This same dynamic is no less true of Ukraine - a crisis which from the get-go has been intricately intertwined with the one in the Middle East.

There can now be little doubt that the unusually aggressive US effort to topple the democratically elected pro-Russian regime of Viktor Yanukovych in late 2013 - even despite its slide into police-state repression - was a direct consequence of the Washington establishment's desire for revenge against Moscow for one-upping it on the Syrian chemical weapons issue, which had thrown US-Saudi designs in the Levant haywire. When this new intervention, which offended Russian interests far more directly, predictably backfired, too, Obama was caught off guard yet again: it was as though he sleepwalked right into the bear's claws because he let the neocon war party operate his defense and foreign policy apparatus on virtual autopilot with regards to the ex-Soviet space.

-*-

Problems to solve →
a) Repeat the passage on Ukraine from "There can now" up to and including "the ex-Soviet space.", replacing "Obama" with "the president".
b) According to the passage on Ukraine, whose regime did the US try to topple in late 2013?
c) Go on with the passage on Ukraine from its last sentence.
The records have no connection to the passage on Ukraine.

Raw data →
-*-

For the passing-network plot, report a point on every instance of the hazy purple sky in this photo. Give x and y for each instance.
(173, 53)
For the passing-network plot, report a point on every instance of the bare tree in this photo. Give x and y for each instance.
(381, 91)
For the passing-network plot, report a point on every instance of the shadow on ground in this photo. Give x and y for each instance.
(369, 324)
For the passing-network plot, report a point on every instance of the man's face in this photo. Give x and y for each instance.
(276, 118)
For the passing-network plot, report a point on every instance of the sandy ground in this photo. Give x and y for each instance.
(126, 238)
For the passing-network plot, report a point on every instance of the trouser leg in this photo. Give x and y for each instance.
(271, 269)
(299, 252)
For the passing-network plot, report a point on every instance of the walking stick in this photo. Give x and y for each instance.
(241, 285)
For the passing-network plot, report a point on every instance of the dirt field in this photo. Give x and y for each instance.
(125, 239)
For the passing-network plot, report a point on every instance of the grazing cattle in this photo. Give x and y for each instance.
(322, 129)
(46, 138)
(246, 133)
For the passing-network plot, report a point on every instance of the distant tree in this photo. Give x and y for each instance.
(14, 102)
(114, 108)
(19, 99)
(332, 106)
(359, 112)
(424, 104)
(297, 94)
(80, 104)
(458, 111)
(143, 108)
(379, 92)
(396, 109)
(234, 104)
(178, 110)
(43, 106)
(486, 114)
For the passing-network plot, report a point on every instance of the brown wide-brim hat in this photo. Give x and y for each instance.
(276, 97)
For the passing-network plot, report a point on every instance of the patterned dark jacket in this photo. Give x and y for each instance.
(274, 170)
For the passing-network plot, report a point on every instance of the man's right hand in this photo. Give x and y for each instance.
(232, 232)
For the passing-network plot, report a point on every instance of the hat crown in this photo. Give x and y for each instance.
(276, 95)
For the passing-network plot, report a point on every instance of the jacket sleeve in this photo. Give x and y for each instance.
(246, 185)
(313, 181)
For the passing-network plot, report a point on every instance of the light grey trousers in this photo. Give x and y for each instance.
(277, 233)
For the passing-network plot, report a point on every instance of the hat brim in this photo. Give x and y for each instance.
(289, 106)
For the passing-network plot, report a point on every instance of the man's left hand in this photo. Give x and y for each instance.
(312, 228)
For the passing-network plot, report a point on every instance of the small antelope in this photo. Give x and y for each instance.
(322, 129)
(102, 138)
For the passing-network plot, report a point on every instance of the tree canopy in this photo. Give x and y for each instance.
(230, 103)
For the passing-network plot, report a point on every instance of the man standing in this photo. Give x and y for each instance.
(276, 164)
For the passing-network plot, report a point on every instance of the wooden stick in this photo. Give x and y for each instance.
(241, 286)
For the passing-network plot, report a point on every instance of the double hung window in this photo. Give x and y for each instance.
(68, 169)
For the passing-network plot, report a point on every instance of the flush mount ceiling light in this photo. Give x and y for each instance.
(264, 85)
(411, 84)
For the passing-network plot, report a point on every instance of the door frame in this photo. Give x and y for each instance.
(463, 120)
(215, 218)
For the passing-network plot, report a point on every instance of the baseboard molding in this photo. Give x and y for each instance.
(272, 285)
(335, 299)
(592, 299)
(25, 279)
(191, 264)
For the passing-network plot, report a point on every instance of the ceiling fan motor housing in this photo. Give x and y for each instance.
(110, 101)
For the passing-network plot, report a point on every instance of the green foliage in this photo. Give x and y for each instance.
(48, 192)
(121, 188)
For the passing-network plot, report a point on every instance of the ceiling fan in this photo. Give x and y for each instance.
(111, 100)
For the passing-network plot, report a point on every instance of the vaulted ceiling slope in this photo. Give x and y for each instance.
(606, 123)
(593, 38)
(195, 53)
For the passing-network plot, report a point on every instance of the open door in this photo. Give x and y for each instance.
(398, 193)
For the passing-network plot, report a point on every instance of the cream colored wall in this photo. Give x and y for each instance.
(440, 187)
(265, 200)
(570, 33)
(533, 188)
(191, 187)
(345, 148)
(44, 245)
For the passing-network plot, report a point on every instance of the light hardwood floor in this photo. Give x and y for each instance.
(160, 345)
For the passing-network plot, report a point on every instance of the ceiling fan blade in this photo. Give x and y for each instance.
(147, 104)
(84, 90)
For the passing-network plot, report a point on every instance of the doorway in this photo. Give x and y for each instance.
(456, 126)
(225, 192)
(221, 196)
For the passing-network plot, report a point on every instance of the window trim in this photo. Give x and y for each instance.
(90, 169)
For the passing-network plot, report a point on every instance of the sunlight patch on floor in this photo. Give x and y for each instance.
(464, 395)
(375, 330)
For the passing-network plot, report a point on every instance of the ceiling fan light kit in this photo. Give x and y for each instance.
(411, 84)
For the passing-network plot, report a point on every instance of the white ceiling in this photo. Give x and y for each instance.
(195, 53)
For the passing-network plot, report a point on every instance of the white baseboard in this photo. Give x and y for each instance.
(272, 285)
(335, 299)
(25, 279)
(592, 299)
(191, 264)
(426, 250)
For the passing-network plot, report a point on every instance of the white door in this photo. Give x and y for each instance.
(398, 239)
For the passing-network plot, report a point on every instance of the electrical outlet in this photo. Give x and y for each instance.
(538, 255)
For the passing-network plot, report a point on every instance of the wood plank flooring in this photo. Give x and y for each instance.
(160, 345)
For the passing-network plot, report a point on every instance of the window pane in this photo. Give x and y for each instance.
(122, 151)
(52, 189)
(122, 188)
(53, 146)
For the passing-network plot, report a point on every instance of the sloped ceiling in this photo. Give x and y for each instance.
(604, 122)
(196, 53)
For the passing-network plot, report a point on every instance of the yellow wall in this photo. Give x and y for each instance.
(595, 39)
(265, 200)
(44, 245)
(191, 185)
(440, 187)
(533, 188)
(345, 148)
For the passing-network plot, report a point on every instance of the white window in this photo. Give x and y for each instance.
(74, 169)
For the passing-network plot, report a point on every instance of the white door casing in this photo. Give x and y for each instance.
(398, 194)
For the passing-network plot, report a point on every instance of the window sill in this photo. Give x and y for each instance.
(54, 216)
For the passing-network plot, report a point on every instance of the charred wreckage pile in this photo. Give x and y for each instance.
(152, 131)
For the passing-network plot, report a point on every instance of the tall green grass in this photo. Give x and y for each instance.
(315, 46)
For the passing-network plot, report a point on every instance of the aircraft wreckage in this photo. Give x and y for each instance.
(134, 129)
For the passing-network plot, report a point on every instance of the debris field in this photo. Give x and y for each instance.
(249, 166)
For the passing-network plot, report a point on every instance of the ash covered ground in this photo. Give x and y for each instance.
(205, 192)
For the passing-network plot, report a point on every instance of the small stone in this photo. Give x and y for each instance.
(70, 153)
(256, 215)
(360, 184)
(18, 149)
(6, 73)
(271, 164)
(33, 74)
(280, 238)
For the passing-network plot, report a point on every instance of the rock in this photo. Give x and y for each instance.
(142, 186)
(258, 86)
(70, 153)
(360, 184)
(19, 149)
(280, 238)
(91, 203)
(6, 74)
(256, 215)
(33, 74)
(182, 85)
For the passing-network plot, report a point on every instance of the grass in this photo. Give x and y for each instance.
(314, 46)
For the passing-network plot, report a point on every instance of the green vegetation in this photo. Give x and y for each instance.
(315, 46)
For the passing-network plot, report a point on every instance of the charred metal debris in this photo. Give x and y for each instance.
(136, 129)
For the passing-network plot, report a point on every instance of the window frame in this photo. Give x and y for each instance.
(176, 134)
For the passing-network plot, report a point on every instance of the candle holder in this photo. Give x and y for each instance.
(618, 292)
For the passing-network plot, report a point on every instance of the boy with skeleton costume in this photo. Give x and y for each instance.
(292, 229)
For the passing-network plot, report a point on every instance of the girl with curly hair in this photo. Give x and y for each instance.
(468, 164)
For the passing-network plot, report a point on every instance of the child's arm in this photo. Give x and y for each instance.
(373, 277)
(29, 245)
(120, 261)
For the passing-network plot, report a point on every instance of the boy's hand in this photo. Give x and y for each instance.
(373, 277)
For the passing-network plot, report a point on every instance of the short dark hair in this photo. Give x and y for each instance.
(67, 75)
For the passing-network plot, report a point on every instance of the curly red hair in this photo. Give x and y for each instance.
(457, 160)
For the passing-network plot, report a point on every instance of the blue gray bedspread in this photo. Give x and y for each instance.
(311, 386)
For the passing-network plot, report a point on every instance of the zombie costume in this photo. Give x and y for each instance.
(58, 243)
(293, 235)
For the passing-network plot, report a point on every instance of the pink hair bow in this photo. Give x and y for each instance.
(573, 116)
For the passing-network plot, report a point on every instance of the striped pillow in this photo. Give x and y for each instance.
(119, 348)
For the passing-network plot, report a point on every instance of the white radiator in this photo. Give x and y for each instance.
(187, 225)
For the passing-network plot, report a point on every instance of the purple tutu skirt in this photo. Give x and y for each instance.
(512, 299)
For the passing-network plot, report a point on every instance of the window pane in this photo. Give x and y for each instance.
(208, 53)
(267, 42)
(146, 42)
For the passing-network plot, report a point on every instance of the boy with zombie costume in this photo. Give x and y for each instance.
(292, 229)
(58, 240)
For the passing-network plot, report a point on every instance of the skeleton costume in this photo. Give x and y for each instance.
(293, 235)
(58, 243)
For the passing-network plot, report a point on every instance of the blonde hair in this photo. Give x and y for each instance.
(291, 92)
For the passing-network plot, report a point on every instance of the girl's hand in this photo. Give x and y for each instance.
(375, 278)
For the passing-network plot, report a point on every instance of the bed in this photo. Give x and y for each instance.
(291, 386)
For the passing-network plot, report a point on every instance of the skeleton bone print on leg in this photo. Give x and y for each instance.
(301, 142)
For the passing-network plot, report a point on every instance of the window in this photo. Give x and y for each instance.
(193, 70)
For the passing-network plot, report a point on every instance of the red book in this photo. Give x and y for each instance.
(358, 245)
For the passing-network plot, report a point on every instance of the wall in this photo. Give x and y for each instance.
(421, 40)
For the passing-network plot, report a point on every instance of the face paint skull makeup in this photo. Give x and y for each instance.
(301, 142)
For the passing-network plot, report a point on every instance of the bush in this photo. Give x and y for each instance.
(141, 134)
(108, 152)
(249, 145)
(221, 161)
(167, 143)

-*-

Answers →
a)
There can now be little doubt that the unusually aggressive US effort to topple the democratically elected pro-Russian regime of Viktor Yanukovych in late 2013 - even despite its slide into police-state repression - was a direct consequence of the Washington establishment's desire for revenge against Moscow for one-upping it on the Syrian chemical weapons issue, which had thrown US-Saudi designs in the Levant haywire. When this new intervention, which offended Russian interests far more directly, predictably backfired, too, the president was caught off guard yet again: it was as though he sleepwalked right into the bear's claws because he let the neocon war party operate his defense and foreign policy apparatus on virtual autopilot with regards to the ex-Soviet space.

b) The democratically elected pro-Russian regime of Viktor Yanukovych.

c)
Unsurprisingly, given how little stomach the American public has for expending blood or even treasure on places they can't even find on a map, Ukraine like Syria became another halfhearted interventionist quagmire for the White House in 2014, as the Kremlin punished American insolence in its frontyard by annexing Crimea and then taking a bite of eastern Ukraine proper.

The two Minsk accords - the first in September 2014 and the second in February 2015 - have thus far held a tenuous overall truce despite chronic spikes of violence between Russian-backed separatists and Ukrainian forces in the eastern Donbas region, on top of the occasional flareup of tensions around Crimea and over ethnic Russian strongholds like Odessa and the neighboring Russian-Moldovan enclave of Transnistria. But this uneasy draw may now be drawing to a close.

Having thoroughly - though hardly surprisingly - disappointed its Western sponsors with its essentially unreformed corrupt patronage system, the "pro-Europe" post-Maidan government in Kiev is standing on its last legs of legitimacy with both its own people and its foreign backers. Ukrainian president Petro Poroshenko has now unilaterally essentially withdrawn from Minsk II by demanding that Russia relinquish control of the Donbas border even before any political concession is made with regards to the separatists' autonomy in a new federation. This follows a sharp increase in daily violence along the Ukrainian-separatist front lines that has held up all summer.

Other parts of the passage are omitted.